Collected data entries:
=======

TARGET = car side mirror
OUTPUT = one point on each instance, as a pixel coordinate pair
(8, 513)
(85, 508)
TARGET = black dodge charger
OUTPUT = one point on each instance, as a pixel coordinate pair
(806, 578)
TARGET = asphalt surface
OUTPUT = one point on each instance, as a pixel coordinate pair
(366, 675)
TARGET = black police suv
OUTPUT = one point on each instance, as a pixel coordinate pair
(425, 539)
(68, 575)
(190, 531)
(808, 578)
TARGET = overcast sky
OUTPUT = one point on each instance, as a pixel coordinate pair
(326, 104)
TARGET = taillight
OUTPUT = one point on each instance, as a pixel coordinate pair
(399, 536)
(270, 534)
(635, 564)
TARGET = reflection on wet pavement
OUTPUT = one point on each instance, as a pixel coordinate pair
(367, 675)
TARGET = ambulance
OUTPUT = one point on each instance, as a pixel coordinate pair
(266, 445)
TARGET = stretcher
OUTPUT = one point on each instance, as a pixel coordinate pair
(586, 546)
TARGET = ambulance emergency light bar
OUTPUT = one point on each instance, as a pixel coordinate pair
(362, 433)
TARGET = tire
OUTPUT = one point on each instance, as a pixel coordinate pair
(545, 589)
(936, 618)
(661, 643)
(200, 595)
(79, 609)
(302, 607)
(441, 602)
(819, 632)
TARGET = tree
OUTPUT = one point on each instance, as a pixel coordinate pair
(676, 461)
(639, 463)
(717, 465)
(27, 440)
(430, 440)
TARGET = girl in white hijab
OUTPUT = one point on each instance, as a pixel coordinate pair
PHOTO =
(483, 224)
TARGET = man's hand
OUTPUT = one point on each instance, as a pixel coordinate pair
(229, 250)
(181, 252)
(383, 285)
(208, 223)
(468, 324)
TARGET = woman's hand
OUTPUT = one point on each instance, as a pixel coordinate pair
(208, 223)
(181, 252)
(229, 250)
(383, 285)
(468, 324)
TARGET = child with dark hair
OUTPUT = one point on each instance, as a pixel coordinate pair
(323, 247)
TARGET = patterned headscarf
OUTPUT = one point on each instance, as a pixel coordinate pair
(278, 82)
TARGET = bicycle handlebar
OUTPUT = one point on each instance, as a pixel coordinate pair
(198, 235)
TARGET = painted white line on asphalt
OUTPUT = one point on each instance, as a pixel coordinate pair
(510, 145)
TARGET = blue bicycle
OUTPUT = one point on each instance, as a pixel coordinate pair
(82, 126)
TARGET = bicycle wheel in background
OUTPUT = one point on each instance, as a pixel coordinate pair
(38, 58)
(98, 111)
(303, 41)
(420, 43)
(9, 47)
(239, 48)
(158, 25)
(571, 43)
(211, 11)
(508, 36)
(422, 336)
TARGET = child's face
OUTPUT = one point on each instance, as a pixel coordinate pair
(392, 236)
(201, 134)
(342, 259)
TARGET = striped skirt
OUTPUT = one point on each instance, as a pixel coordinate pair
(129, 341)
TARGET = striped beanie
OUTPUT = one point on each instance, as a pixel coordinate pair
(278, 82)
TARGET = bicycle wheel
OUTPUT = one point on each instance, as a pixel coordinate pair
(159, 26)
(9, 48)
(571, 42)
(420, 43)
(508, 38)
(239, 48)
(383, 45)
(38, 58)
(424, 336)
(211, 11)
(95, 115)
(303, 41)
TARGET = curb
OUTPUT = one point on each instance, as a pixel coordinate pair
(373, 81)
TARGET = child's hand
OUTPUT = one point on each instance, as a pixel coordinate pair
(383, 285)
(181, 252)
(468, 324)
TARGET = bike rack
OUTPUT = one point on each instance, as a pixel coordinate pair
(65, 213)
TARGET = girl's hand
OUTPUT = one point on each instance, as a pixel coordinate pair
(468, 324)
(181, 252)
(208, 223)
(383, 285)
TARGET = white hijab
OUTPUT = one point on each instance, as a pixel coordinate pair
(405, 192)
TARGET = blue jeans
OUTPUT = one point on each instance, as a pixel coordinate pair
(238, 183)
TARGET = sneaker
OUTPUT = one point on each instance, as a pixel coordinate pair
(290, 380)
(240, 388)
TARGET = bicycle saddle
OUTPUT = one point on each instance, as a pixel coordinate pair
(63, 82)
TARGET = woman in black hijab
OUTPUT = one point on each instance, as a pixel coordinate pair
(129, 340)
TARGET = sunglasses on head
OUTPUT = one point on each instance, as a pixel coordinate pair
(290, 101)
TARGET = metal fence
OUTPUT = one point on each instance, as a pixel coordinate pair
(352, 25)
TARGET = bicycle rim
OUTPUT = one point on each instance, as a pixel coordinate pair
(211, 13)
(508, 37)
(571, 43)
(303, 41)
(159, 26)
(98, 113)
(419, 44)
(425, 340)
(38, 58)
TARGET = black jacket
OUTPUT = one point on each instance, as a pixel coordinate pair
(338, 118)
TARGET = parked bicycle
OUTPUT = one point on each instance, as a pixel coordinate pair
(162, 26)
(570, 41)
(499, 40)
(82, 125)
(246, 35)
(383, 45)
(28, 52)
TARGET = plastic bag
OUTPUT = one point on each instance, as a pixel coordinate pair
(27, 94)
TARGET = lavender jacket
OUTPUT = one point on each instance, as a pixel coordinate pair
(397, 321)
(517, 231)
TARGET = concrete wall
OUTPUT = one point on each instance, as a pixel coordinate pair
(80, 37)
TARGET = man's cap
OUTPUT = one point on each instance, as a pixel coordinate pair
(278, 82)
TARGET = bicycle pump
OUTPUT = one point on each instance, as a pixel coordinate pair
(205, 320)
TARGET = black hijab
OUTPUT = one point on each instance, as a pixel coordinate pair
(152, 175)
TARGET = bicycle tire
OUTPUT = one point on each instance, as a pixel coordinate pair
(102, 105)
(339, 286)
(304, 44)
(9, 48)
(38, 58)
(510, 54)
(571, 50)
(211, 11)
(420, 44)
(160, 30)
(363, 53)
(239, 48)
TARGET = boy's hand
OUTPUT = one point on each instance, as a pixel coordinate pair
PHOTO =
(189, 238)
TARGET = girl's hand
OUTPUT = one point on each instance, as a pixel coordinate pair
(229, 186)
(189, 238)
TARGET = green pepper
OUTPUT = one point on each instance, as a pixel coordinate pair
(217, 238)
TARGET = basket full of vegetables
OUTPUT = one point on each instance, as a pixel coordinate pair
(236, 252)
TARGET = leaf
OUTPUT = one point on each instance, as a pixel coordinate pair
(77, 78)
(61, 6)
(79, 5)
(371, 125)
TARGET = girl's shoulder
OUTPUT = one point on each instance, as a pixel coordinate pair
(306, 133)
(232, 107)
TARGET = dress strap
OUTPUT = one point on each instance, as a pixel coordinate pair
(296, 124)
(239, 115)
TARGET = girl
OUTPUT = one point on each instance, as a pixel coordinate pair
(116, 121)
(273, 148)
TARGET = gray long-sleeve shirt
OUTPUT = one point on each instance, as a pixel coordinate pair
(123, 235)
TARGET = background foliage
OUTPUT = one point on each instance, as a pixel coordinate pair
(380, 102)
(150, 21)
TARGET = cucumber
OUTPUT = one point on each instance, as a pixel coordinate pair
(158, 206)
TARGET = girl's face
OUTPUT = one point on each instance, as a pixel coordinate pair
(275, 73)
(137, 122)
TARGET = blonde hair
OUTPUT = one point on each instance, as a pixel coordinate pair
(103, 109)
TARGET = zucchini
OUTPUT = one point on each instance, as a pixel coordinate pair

=======

__TASK BRIEF__.
The lines to reproduce run from the one that contains "TARGET = gray long-sleeve shirt" through the last line above; copy them exactly.

__ANSWER__.
TARGET = gray long-sleeve shirt
OUTPUT = one point on each instance, as a pixel coordinate pair
(123, 235)
TARGET = background foliage
OUTPUT = one point on each instance, as a pixel coordinate pair
(380, 102)
(150, 21)
TARGET = cucumber
OUTPUT = one point on each instance, as a pixel coordinate pair
(158, 206)
TARGET = girl's face
OUTPUT = one point on each instance, as a pixel coordinate pair
(275, 73)
(137, 122)
TARGET = blonde hair
OUTPUT = one point on each instance, as a pixel coordinate pair
(103, 109)
TARGET = zucchini
OUTPUT = one point on each instance, as a pixel coordinate pair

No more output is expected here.